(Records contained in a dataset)
···

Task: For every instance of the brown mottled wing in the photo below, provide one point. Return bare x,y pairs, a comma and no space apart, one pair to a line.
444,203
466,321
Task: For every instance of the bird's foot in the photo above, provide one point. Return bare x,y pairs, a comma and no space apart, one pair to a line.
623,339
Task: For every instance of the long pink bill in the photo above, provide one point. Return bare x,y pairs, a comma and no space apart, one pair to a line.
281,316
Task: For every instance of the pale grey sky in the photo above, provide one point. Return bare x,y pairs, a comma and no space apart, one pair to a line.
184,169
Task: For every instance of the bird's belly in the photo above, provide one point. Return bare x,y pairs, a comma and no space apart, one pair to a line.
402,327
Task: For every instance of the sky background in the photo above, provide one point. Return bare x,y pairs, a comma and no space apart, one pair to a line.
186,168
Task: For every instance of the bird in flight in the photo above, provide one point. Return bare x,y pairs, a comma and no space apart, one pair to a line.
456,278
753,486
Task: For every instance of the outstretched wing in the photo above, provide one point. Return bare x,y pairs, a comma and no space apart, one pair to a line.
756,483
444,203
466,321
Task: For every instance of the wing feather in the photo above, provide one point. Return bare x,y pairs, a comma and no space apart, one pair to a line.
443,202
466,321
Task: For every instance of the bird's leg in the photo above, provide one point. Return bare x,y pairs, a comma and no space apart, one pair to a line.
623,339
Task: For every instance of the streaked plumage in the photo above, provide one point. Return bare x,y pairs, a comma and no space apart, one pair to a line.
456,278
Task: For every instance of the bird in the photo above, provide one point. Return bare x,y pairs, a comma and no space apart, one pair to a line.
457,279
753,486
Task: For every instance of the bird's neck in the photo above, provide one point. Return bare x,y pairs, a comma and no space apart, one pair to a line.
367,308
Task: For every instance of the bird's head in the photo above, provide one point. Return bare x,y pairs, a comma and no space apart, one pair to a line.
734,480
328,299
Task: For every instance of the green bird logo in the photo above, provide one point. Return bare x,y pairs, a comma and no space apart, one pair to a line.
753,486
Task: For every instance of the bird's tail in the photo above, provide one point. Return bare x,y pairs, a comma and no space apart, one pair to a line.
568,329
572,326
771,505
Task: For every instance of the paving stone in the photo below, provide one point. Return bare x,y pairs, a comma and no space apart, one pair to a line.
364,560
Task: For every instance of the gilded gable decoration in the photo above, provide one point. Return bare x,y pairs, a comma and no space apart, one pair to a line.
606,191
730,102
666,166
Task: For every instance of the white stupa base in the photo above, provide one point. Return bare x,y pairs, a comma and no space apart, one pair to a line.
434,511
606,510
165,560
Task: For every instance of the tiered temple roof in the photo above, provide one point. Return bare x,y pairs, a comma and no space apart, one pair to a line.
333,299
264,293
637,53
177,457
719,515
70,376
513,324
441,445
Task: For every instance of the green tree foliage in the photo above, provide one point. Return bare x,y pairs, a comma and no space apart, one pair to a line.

···

Copy the entries above word for word, starting at the line that contains "Task: For every instance of the gilded" and continuing through the last line of the entries.

Task: For every instance of the gilded gable decoration in the photo above, provide one point. Return bare x,y pairs, a comma and no space apart, one pair to a line.
606,191
730,102
666,166
Task: For every instance of the white stupa base in the photo above, provide one point. Return bare x,y pairs, a comma and no space apart, one pair to a line.
434,511
606,510
165,560
Task: For every instance of the tiered temple roof in the photo above, provide one point. Return bare x,y pairs, a comma and no space apart, one pair to a line.
333,299
264,293
637,53
177,457
719,515
70,376
513,324
441,445
Task: For every instance of the green tree foliage in the photo above, provide one point. Return bare x,y pairs, a comma and no space apart, one pair to a line.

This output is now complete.